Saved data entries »

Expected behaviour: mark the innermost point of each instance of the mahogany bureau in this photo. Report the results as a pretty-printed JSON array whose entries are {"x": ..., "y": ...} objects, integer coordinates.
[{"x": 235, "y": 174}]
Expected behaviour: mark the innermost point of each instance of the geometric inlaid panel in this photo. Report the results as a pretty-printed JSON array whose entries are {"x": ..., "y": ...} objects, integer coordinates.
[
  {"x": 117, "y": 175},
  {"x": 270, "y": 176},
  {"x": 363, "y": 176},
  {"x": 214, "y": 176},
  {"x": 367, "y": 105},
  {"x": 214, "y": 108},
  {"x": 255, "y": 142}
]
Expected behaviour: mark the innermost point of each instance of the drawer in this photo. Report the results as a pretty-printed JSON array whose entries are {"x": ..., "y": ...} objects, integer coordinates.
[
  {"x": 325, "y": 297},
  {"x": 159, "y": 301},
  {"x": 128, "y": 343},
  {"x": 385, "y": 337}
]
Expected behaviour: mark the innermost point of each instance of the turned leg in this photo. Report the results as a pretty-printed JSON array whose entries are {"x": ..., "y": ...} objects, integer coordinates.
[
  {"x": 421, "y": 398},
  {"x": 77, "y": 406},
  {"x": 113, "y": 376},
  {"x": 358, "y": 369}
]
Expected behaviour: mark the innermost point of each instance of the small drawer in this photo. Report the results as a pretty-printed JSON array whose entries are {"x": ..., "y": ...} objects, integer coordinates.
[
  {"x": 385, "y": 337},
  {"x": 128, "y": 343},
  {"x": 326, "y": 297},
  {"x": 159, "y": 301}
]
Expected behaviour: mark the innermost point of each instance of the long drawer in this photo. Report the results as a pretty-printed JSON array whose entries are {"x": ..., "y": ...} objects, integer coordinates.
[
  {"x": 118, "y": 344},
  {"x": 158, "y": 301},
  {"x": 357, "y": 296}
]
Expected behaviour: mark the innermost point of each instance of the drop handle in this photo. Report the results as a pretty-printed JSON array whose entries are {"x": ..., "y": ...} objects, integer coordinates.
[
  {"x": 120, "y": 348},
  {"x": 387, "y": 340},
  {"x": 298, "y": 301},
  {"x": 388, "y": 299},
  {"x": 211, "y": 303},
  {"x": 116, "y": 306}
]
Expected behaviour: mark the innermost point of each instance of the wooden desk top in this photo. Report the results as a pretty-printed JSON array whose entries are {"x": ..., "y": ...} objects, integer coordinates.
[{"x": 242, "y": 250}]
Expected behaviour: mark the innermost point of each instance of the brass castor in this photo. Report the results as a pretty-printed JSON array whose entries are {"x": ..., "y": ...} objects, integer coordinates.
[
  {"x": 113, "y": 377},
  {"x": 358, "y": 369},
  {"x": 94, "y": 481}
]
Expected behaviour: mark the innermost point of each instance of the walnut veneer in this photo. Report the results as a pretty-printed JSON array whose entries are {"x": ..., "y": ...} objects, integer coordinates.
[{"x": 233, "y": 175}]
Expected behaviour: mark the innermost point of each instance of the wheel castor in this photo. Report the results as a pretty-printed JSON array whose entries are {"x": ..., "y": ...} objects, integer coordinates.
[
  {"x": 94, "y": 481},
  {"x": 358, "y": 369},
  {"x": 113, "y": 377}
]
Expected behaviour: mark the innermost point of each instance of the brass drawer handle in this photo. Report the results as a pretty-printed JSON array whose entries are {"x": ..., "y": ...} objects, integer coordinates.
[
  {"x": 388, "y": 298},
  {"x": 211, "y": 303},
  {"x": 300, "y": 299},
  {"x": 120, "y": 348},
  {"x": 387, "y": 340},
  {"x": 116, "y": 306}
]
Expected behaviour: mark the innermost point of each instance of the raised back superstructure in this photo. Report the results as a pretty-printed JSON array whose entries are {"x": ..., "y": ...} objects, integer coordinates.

HOW TO COMPLETE THIS TASK » Here, the records must be output exactly and in full.

OUTPUT BELOW »
Expected behaviour: mark the innermost point of each instance of the mahogany bureau in this photo. Report the results as a pretty-printed JSON array whose entries are {"x": ..., "y": ...} objects, integer coordinates.
[{"x": 235, "y": 174}]
Expected behaviour: mark the innermost point of each instance of the geometric inlaid panel in this photo. Report the results as a pretty-printed JSON array whose entries are {"x": ..., "y": ...} objects, integer coordinates.
[
  {"x": 117, "y": 175},
  {"x": 270, "y": 176},
  {"x": 363, "y": 176},
  {"x": 214, "y": 176},
  {"x": 367, "y": 105},
  {"x": 214, "y": 108},
  {"x": 255, "y": 142}
]
Expected behaviour: mark the innermost point of each instance of the drawer in this photo. Report the results as a pretty-printed JSON array whose entries are {"x": ..., "y": ...} objects, integer coordinates.
[
  {"x": 325, "y": 297},
  {"x": 159, "y": 301},
  {"x": 128, "y": 343},
  {"x": 385, "y": 337}
]
Expected behaviour: mark the innermost point of each instance of the turned leg in this photo. Report the results as a pretty-printed JSON array whose entries are {"x": ..., "y": ...} objects, integer coordinates.
[
  {"x": 421, "y": 398},
  {"x": 77, "y": 406},
  {"x": 113, "y": 376},
  {"x": 358, "y": 369}
]
Expected behaviour: mark the innermost point of each instance of the small drawer in this photo. Report the results as a pretty-printed JSON array whose entries are {"x": ..., "y": ...} objects, integer coordinates.
[
  {"x": 385, "y": 337},
  {"x": 128, "y": 343},
  {"x": 326, "y": 297},
  {"x": 159, "y": 301}
]
Expected behaviour: mark the innermost point of each instance of the long drawer in this photo. Report the results as a pretty-printed JSON array whose entries are {"x": ..., "y": ...} objects, integer coordinates.
[
  {"x": 118, "y": 344},
  {"x": 158, "y": 301},
  {"x": 357, "y": 296}
]
Expected behaviour: mark the innermost point of each instance of the drop handle in this photo. Report the results as a pretty-printed JSON array whose entries are {"x": ..., "y": ...} objects, integer coordinates.
[
  {"x": 120, "y": 348},
  {"x": 387, "y": 340},
  {"x": 298, "y": 301},
  {"x": 388, "y": 299},
  {"x": 211, "y": 303},
  {"x": 116, "y": 306}
]
Expected behaviour: mark the innermost point of each instance of the wooden desk top in this photo. Report the results as a pretty-printed JSON array whose entries are {"x": ..., "y": ...} objects, integer coordinates.
[{"x": 242, "y": 250}]
Expected behaviour: mark the innermost point of each instance of the brass castor in this photo. Report the results as a pretty-printed JSON array whose entries are {"x": ..., "y": ...} objects, integer coordinates.
[
  {"x": 113, "y": 377},
  {"x": 358, "y": 369},
  {"x": 94, "y": 481}
]
Expected behaviour: mark the innermost point of each instance of the walnut veneer in this photo. Report the results as a pretty-printed JSON array whose entries are {"x": ..., "y": ...} objects, integer coordinates.
[{"x": 233, "y": 175}]
Expected behaviour: mark the innermost point of each instance of the wheel castor in this photo. Report the results as a pretty-printed JSON array whose entries are {"x": ..., "y": ...} objects, integer coordinates.
[
  {"x": 94, "y": 481},
  {"x": 358, "y": 369},
  {"x": 113, "y": 377}
]
Expected behaviour: mark the innermost point of each instance of the brass drawer handle in this photo. Report the results as a pretty-printed JSON array whose entries are {"x": ..., "y": ...} objects, integer coordinates.
[
  {"x": 388, "y": 298},
  {"x": 211, "y": 303},
  {"x": 300, "y": 299},
  {"x": 120, "y": 348},
  {"x": 387, "y": 340},
  {"x": 116, "y": 306}
]
Expected behaviour: mark the innermost point of each instance of the raised back superstructure in this photo. Report the results as a pretty-printed JSON array whose entries are {"x": ..., "y": ...} objects, integer coordinates.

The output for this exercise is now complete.